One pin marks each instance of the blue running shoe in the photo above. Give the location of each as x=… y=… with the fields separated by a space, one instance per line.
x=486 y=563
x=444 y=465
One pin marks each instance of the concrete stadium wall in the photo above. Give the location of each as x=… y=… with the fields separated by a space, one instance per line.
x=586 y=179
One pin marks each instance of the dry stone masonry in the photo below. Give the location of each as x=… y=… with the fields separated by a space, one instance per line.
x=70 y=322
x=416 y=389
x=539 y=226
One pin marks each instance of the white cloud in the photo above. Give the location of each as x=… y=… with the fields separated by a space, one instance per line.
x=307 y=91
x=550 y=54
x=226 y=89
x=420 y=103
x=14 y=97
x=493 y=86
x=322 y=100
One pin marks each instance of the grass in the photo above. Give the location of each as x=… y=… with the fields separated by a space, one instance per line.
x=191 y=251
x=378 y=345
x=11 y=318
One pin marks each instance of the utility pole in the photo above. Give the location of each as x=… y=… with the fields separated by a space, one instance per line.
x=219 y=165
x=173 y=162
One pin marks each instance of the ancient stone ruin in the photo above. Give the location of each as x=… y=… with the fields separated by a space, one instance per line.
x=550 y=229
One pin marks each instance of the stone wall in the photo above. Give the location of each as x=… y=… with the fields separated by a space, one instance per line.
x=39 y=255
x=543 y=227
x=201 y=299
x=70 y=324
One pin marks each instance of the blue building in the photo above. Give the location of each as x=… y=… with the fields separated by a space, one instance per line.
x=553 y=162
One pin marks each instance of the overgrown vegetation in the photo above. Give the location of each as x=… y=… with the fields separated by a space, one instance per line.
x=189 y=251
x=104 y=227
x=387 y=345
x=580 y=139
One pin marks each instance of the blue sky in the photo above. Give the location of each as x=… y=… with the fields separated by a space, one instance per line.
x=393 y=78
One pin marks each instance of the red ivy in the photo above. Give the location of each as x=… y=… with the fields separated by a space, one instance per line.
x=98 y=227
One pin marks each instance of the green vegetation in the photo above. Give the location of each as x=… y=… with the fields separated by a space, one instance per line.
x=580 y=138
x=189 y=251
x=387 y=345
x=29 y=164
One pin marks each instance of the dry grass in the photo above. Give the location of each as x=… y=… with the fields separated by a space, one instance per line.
══════
## Task description
Format all of the records above as a numbered list, one line per entry, with blank lines omitted.

## Response below
1. One pin marks each instance of the blue running shoe in the photo above. Give the location of each as x=… y=… with the fields separated by a space, one instance per line.
2. x=486 y=563
3. x=444 y=465
4. One pin marks each instance of the concrete stadium wall in the photo above. Give the location of each as x=… y=… with the fields separated by a space, one instance per line.
5. x=586 y=179
6. One pin marks each instance of the dry stone masonry in the photo below. Give the location of each as x=… y=… with the fields separated by a space, one instance per line.
7. x=70 y=322
8. x=416 y=389
9. x=539 y=226
10. One pin marks each instance of the white cloud in the photo above. Give the location of each as x=… y=… with the fields separated by a space, one instance per line.
11. x=307 y=91
12. x=550 y=54
13. x=226 y=89
14. x=420 y=103
15. x=14 y=97
16. x=493 y=86
17. x=322 y=100
18. One pin marks each instance of the grass in the photo above. Give the location of each as x=… y=… with the fields separated by a space, one instance per line.
19. x=191 y=251
20. x=378 y=345
21. x=11 y=318
22. One pin marks each instance of the utility pole in the photo above. Give the location of each as x=… y=… with the fields separated by a space, one instance per line.
23. x=219 y=165
24. x=173 y=162
25. One pin marks each instance of the ancient stone ruin in the photo above. Give the location of each as x=… y=… with the fields separated by a space, one instance per line.
26. x=550 y=229
27. One pin marks each instance of the stone wall in the photo above. Give the location of each as x=… y=… with the fields separated by a space, one instance per line.
28. x=39 y=255
29. x=543 y=227
30. x=201 y=299
31. x=70 y=324
32. One pin marks each instance of the blue building in the photo above. Give the location of each as x=… y=… with the fields separated by a space, one instance per line.
33. x=553 y=162
34. One pin marks each instance of the overgrown vegetation in the photo above. Give the location of each as x=… y=… with the fields separated by a space, one instance per line.
35. x=189 y=251
36. x=104 y=227
37. x=387 y=345
38. x=580 y=139
39. One pin marks each instance of the blue sky in the photo above. Give the location of each as x=… y=… with the fields separated by a space, one instance per line.
40. x=393 y=78
41. One pin marks each instance of the red ivy in the photo above. Give the location of each as x=… y=… with the fields separated by a space, one instance per line.
42. x=98 y=227
43. One pin marks each instance of the green vegetation in the photo above. Give the location of each as x=… y=… with the fields separated by a space, one instance per line.
44. x=580 y=138
45. x=189 y=251
46. x=387 y=345
47. x=29 y=164
48. One pin marks each instance of the dry grass in the photo above. Give the location of each as x=… y=… with the fields separated by a space, one instance per line.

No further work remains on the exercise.